Extracted records
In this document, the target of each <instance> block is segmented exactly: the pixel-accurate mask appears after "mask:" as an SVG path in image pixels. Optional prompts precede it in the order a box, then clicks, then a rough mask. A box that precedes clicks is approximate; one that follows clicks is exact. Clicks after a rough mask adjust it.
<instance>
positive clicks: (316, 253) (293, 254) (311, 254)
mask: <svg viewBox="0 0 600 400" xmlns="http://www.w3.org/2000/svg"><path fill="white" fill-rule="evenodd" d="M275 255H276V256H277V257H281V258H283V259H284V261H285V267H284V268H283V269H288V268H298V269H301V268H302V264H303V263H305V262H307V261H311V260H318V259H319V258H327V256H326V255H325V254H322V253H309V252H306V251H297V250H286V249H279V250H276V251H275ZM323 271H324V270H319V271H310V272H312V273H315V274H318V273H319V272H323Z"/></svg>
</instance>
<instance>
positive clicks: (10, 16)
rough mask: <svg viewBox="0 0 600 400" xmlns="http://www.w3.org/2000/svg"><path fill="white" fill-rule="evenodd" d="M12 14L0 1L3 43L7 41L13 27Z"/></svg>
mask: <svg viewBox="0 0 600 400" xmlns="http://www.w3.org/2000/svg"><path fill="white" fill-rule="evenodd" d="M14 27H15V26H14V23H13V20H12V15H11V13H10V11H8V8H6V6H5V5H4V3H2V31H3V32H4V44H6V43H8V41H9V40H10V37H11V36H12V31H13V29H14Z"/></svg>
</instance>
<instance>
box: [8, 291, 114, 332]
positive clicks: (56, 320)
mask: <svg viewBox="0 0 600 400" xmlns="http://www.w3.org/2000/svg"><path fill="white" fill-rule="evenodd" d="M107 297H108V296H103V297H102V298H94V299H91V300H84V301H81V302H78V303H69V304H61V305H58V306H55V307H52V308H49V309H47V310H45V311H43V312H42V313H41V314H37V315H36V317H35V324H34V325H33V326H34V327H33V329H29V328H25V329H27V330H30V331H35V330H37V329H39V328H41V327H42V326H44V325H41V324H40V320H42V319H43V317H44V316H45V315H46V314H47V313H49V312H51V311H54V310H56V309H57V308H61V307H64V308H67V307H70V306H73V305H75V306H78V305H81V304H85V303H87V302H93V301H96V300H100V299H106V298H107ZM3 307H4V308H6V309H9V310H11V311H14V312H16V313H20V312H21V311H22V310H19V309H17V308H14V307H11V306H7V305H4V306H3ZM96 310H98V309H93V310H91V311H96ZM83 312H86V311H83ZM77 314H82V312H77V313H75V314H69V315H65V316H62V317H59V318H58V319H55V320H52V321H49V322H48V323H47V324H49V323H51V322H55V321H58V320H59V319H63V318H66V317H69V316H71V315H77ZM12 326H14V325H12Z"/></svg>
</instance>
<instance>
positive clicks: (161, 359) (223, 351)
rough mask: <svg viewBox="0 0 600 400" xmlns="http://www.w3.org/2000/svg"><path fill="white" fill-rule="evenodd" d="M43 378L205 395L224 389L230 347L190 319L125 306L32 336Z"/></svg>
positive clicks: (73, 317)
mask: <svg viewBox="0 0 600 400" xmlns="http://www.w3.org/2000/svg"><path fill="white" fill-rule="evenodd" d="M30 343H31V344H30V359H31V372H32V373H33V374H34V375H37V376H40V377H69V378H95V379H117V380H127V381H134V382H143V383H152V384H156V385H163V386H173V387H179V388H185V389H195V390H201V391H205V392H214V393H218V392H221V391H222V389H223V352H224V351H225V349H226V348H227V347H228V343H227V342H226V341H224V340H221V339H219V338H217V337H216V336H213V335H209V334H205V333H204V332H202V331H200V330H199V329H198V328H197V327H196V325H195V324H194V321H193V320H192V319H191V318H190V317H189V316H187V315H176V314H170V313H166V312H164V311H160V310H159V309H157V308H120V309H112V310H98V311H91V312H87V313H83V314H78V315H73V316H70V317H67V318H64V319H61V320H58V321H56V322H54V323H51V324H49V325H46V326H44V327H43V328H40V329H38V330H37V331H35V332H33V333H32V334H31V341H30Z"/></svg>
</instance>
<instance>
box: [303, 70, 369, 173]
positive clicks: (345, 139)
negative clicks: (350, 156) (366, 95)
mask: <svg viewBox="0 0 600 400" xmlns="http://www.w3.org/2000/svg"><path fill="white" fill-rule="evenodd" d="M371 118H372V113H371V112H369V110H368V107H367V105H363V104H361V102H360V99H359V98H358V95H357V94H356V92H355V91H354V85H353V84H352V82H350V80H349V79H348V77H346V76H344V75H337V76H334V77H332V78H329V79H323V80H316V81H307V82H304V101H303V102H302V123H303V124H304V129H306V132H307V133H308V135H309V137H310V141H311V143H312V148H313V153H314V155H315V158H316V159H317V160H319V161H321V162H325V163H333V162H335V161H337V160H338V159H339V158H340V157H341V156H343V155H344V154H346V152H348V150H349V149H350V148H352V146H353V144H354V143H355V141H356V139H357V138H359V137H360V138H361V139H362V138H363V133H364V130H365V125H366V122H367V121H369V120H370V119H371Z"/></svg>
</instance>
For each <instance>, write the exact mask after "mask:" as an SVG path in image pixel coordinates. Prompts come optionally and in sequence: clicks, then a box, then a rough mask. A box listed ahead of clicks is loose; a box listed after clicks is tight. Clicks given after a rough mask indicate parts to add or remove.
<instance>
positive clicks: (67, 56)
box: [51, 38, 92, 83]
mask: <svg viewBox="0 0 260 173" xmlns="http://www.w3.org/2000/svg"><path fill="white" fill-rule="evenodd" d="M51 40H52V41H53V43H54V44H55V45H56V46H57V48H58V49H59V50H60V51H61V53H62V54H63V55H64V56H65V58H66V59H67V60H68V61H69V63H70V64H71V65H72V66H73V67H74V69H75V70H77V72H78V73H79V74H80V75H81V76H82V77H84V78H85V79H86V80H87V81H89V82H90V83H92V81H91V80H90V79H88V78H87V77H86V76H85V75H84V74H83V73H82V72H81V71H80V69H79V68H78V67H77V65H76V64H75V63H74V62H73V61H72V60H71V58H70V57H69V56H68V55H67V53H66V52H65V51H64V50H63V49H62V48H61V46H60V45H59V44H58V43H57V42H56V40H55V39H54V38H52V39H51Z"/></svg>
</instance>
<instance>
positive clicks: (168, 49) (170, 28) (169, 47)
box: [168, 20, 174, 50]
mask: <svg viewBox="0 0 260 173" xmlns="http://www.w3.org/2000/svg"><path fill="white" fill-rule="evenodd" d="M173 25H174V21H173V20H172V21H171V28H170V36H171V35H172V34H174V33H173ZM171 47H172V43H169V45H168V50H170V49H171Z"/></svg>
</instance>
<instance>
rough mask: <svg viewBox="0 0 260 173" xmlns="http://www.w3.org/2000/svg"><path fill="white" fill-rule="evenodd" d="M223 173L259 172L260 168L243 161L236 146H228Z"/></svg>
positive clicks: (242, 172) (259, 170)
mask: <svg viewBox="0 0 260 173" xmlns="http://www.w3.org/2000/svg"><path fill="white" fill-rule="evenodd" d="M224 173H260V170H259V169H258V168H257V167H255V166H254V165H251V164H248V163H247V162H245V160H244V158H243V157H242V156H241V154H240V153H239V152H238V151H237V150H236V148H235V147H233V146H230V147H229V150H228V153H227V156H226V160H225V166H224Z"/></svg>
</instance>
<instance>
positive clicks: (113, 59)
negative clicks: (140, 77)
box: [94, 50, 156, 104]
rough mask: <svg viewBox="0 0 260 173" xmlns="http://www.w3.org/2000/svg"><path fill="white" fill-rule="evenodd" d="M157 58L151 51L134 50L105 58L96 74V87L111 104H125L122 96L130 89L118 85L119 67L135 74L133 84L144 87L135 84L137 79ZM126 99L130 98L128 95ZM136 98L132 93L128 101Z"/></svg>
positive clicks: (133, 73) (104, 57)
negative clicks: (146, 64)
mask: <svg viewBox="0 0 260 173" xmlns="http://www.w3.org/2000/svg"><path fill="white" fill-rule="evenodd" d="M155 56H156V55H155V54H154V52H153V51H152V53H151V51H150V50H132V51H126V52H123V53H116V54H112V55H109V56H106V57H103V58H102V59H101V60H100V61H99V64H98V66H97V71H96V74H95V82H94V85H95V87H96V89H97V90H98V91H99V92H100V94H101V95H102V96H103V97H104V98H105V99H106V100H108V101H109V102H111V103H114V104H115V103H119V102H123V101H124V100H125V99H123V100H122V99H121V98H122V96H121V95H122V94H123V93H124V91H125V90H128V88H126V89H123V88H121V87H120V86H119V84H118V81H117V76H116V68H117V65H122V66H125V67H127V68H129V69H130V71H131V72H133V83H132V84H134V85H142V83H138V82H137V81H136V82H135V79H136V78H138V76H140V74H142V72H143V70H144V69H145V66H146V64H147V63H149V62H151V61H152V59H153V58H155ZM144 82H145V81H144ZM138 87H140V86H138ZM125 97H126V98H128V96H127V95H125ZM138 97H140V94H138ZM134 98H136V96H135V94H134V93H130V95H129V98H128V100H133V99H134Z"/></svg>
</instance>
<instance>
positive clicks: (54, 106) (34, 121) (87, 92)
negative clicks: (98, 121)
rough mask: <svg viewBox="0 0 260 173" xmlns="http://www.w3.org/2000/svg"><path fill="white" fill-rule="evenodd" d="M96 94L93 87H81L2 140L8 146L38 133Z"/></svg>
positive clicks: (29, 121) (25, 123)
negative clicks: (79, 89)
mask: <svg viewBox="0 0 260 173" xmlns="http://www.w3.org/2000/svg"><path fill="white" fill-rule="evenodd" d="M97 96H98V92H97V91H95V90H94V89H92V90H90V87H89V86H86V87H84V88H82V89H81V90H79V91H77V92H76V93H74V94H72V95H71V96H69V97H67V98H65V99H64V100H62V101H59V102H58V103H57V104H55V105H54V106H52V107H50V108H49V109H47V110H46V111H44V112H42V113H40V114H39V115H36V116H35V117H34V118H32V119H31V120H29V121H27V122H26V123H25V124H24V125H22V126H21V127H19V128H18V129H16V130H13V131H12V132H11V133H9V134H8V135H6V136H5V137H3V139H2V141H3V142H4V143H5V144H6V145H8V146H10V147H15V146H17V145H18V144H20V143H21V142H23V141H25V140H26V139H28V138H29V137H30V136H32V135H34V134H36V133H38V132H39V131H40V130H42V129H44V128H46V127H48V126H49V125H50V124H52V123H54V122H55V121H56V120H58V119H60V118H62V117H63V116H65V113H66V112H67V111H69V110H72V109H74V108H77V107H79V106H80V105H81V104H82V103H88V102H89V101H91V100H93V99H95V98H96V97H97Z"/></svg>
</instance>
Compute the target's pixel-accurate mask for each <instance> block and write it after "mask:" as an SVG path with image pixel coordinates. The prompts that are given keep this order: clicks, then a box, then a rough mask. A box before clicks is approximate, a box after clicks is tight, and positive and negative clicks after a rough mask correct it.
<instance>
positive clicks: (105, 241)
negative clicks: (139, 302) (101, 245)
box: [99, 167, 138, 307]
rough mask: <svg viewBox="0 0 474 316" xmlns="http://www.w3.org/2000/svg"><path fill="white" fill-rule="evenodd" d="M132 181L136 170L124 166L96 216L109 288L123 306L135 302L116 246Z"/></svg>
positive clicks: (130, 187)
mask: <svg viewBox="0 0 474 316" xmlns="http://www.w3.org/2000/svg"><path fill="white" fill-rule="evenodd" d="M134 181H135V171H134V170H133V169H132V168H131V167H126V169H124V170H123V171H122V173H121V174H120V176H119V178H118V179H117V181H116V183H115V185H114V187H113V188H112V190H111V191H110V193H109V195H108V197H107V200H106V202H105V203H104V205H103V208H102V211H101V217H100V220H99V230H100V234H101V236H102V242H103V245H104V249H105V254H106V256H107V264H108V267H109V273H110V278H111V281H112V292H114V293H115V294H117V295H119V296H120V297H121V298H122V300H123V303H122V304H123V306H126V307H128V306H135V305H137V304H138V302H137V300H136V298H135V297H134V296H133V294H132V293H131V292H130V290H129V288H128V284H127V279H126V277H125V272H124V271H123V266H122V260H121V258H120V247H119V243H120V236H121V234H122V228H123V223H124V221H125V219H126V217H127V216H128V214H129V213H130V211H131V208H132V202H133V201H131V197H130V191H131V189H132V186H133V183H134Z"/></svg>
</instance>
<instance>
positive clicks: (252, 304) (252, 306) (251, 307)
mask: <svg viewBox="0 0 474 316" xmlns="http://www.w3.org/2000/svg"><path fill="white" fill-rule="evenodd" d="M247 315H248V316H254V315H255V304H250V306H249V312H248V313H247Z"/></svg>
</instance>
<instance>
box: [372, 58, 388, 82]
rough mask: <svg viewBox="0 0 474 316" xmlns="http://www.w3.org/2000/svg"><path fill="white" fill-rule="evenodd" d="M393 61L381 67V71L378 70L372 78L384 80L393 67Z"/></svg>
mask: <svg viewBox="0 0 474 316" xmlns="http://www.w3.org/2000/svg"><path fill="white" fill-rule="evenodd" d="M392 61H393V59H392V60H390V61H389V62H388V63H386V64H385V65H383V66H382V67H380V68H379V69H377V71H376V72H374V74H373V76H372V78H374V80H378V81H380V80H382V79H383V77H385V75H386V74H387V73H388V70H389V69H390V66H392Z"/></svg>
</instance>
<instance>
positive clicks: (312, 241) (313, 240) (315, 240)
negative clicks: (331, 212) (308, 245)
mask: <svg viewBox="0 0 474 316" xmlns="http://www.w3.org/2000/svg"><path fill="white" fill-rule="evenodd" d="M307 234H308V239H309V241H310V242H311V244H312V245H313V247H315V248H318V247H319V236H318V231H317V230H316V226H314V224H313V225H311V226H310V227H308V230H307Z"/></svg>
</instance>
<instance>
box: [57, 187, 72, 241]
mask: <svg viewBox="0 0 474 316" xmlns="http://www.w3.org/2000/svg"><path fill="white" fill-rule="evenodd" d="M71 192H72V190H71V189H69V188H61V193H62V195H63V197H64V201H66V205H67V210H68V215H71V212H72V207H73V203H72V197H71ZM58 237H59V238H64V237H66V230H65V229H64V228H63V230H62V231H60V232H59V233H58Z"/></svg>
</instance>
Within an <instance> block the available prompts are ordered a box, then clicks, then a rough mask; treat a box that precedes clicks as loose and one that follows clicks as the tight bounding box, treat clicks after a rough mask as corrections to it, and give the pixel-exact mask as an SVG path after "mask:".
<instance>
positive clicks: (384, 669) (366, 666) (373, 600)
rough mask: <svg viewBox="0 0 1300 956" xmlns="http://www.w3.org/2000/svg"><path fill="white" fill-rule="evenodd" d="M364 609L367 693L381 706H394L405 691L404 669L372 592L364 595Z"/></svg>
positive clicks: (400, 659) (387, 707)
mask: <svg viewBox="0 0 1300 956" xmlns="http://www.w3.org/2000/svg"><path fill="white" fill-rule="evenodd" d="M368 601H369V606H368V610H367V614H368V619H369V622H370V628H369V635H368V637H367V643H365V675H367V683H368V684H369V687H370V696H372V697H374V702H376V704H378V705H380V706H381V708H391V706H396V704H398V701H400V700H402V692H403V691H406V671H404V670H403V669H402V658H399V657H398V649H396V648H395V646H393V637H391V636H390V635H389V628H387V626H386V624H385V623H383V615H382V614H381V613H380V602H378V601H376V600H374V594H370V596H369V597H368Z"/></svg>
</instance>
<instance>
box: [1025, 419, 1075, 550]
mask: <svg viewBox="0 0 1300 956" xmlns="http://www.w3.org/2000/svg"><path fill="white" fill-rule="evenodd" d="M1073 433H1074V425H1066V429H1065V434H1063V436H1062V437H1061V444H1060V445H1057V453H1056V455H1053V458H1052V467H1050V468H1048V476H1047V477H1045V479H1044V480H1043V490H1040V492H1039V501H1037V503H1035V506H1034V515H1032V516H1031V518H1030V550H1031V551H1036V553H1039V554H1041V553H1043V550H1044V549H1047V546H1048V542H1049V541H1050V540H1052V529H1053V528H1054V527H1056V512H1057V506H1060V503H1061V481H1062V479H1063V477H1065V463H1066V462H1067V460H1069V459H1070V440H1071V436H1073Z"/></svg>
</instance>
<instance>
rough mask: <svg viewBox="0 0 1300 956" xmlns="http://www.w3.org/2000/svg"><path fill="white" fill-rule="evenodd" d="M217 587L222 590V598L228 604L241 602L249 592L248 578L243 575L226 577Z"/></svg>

**AIM OF THE EXERCISE**: Swap "positive" for "affirmative" in the lines running from the start of the extracted records through the line with "positive clicks: (316, 253)". Give back only those lines, otherwise unchanged.

**EXERCISE SOLUTION**:
In this document, the target of each <instance> block is segmented exactly: the pixel-accurate mask appears after "mask:" as an SVG path in image pixels. Optional prompts precede it in the order a box, then clicks, then a rough mask. A box that precedes clicks is approximate; one that follows clicks is exact. Clicks after a rough mask adjust it.
<instance>
affirmative clicks: (316, 253) (293, 254) (311, 254)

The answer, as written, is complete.